### [WORK INSTRUCTION]
Search the records for lines with the word "before" and copy each match.

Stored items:
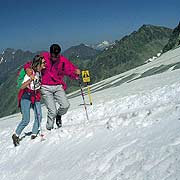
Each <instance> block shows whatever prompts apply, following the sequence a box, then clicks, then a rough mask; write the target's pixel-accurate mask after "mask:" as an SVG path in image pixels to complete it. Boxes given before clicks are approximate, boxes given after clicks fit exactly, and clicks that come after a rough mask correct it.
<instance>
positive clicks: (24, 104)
mask: <svg viewBox="0 0 180 180" xmlns="http://www.w3.org/2000/svg"><path fill="white" fill-rule="evenodd" d="M30 105H31V101H30V100H28V99H21V111H22V120H21V122H20V123H19V125H18V126H17V128H16V131H15V132H16V134H17V136H20V134H21V132H22V131H23V129H24V128H25V127H26V126H27V125H28V123H29V121H30Z"/></svg>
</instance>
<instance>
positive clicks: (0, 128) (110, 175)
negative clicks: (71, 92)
mask: <svg viewBox="0 0 180 180" xmlns="http://www.w3.org/2000/svg"><path fill="white" fill-rule="evenodd" d="M175 62H180V48H178V49H175V50H173V51H170V52H168V53H166V54H163V55H161V56H160V57H158V58H157V59H155V60H154V61H152V62H150V63H148V64H145V65H143V66H141V67H138V68H135V69H133V70H130V71H128V72H125V73H123V74H120V75H117V76H114V77H112V78H109V79H107V80H104V81H102V82H100V83H97V84H96V85H93V86H92V90H93V88H95V87H96V88H97V87H102V86H103V85H106V84H107V83H109V82H111V84H112V87H110V88H107V89H104V90H101V91H97V92H94V93H93V94H92V98H93V105H92V106H90V105H89V106H87V110H88V115H89V121H87V119H86V114H85V110H84V106H80V105H79V104H81V103H82V102H83V101H82V97H81V96H78V97H75V98H72V99H70V103H71V107H70V109H69V111H68V112H67V114H66V115H64V116H63V119H62V120H63V128H61V129H55V130H52V131H51V132H49V131H47V130H46V128H45V124H46V114H47V110H46V108H45V107H44V106H43V107H42V109H43V120H42V121H43V122H42V129H43V134H44V136H45V139H46V140H45V141H41V137H37V138H36V139H35V140H31V139H30V136H26V137H25V138H23V139H22V141H21V142H20V145H19V146H18V147H14V146H13V144H12V139H11V136H12V134H13V131H14V129H15V128H16V126H17V125H18V123H19V122H20V120H21V114H20V113H19V114H14V115H12V116H7V117H4V118H1V119H0V179H1V180H32V179H33V180H180V70H179V69H177V70H172V68H171V69H170V70H168V71H166V72H164V73H161V74H157V75H153V76H148V77H145V78H141V79H138V80H134V81H129V82H125V83H123V84H120V85H119V86H113V83H115V82H116V81H117V78H118V77H119V78H120V77H122V76H128V75H130V74H132V73H137V76H136V77H138V73H139V74H141V73H143V72H144V71H146V70H147V69H150V68H152V67H156V66H159V65H160V64H170V63H175ZM85 100H86V102H88V97H85ZM31 119H32V120H31V123H30V124H29V125H28V126H27V127H26V128H25V130H24V132H29V131H31V128H32V122H33V112H32V118H31ZM22 136H23V133H22Z"/></svg>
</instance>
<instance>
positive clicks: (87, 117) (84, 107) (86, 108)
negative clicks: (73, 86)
mask: <svg viewBox="0 0 180 180" xmlns="http://www.w3.org/2000/svg"><path fill="white" fill-rule="evenodd" d="M79 87H80V89H81V96H82V99H83V102H84V109H85V111H86V117H87V120H88V121H89V117H88V113H87V107H86V103H85V99H84V93H83V90H82V86H81V81H80V80H79Z"/></svg>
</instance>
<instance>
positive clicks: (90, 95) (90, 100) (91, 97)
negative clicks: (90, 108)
mask: <svg viewBox="0 0 180 180" xmlns="http://www.w3.org/2000/svg"><path fill="white" fill-rule="evenodd" d="M87 87H88V96H89V102H90V105H92V97H91V90H90V86H89V83H87Z"/></svg>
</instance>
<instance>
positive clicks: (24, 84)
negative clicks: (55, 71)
mask: <svg viewBox="0 0 180 180" xmlns="http://www.w3.org/2000/svg"><path fill="white" fill-rule="evenodd" d="M33 77H34V76H33ZM33 77H29V76H28V75H27V74H26V75H25V77H24V81H23V83H22V85H21V89H25V88H26V87H28V86H29V85H30V84H31V82H32V81H33V80H34V78H33Z"/></svg>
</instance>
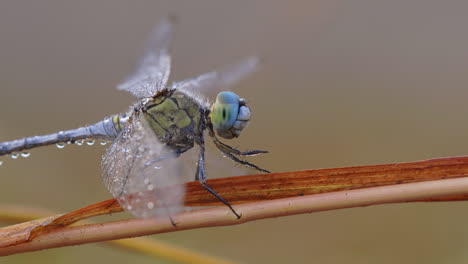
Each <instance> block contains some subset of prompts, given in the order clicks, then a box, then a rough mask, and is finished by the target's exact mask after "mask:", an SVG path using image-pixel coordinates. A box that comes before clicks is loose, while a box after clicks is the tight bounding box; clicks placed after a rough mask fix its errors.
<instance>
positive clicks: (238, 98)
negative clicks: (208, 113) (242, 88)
mask: <svg viewBox="0 0 468 264" xmlns="http://www.w3.org/2000/svg"><path fill="white" fill-rule="evenodd" d="M210 119H211V123H212V124H213V128H214V130H215V132H216V134H218V136H220V137H223V138H226V139H232V138H236V137H238V136H239V135H240V133H241V131H242V129H244V128H245V127H246V126H247V124H248V123H249V121H250V109H249V108H248V107H247V105H246V103H245V100H244V99H243V98H240V97H239V96H238V95H237V94H235V93H232V92H220V93H219V94H218V96H217V97H216V101H215V102H214V104H213V105H212V106H211V112H210Z"/></svg>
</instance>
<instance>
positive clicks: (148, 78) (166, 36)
mask: <svg viewBox="0 0 468 264" xmlns="http://www.w3.org/2000/svg"><path fill="white" fill-rule="evenodd" d="M172 27H173V25H172V22H171V21H170V19H164V20H163V21H162V22H161V23H160V24H159V25H158V26H157V27H156V28H155V29H154V30H153V32H152V34H151V37H150V39H149V42H148V45H147V49H146V52H145V55H144V56H143V58H142V60H141V62H140V64H139V66H138V68H137V70H136V71H135V73H134V74H133V75H131V76H130V77H129V78H128V79H127V80H125V81H124V82H123V83H121V84H119V85H118V86H117V89H119V90H124V91H127V92H130V93H132V94H133V95H134V96H135V97H137V98H140V99H141V98H147V97H151V96H153V95H155V94H156V92H157V91H158V90H161V89H162V88H165V86H166V84H167V81H168V79H169V74H170V70H171V57H170V55H169V45H170V42H171V35H172Z"/></svg>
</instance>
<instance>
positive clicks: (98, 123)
mask: <svg viewBox="0 0 468 264" xmlns="http://www.w3.org/2000/svg"><path fill="white" fill-rule="evenodd" d="M125 121H126V116H125V115H122V116H121V115H114V116H111V117H106V118H104V119H103V120H101V121H99V122H98V123H96V124H93V125H90V126H86V127H80V128H77V129H72V130H67V131H60V132H58V133H53V134H49V135H42V136H33V137H26V138H22V139H17V140H13V141H7V142H1V143H0V156H2V155H7V154H11V153H14V152H19V151H24V150H27V149H32V148H37V147H41V146H47V145H53V144H61V143H74V142H77V141H80V140H84V139H102V140H113V139H114V138H115V137H117V135H118V134H119V133H120V131H121V130H122V129H121V128H122V127H123V124H124V123H125Z"/></svg>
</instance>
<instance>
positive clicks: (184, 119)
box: [142, 89, 204, 153]
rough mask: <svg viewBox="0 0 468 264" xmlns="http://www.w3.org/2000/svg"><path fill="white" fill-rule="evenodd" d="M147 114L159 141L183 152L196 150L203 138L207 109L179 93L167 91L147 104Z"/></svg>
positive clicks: (174, 90)
mask: <svg viewBox="0 0 468 264" xmlns="http://www.w3.org/2000/svg"><path fill="white" fill-rule="evenodd" d="M142 111H143V114H144V116H145V118H146V121H148V124H149V125H150V127H151V129H152V130H153V131H154V133H155V134H156V136H157V137H158V138H159V140H160V141H161V142H163V143H165V144H166V145H167V146H169V147H171V148H173V149H175V150H177V151H180V152H181V153H182V152H185V151H187V150H188V149H190V148H192V147H193V145H194V142H197V140H198V139H200V137H202V133H203V129H204V126H203V125H202V122H200V120H202V116H203V115H204V114H203V113H204V108H203V107H202V106H201V105H200V103H199V102H198V101H197V100H196V99H194V98H192V97H190V96H188V95H186V94H184V93H182V92H179V91H177V90H167V89H165V90H163V91H161V92H159V93H158V94H157V95H156V96H154V98H153V100H152V101H150V102H149V103H147V104H146V105H145V106H144V107H143V109H142Z"/></svg>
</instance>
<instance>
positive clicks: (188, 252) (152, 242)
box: [0, 206, 234, 264]
mask: <svg viewBox="0 0 468 264" xmlns="http://www.w3.org/2000/svg"><path fill="white" fill-rule="evenodd" d="M52 214H56V213H53V212H51V211H50V210H46V209H38V208H36V207H28V206H0V222H1V221H8V222H16V223H17V222H23V221H32V220H35V219H38V218H43V217H47V216H48V215H52ZM82 223H87V224H90V223H89V222H85V221H83V222H82ZM105 242H107V243H108V244H109V245H111V246H117V247H120V248H123V249H126V250H130V251H133V252H136V253H143V254H145V255H147V256H150V257H154V258H156V259H159V260H168V261H171V262H177V263H187V264H188V263H190V264H215V263H216V264H234V262H232V261H227V260H224V259H220V258H217V257H213V256H209V255H206V254H202V253H199V252H195V251H192V250H188V249H185V248H182V247H179V246H175V245H171V244H169V243H166V242H162V241H158V240H155V239H149V238H143V237H138V238H129V239H119V240H110V241H105Z"/></svg>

### [ANSWER SPACE]
Each <instance> block shows whatever prompts apply, following the sequence a box, then clicks, then a rough mask; write the target's pixel-accurate mask after "mask:" as an SVG path in image pixels to complete it. Boxes given before clicks are approximate, boxes given after clicks fit exactly, and clicks that come after a rough mask correct it.
Each <instance> block contains some subset of prompts, given in the order clicks, then a box, then a rough mask, and is finished by the target's exact mask after "mask:", an SVG path using image-pixel coordinates. A box that comes before clicks is loose, while a box after clicks is the tight bounding box; clicks placed after a rough mask fix its errors.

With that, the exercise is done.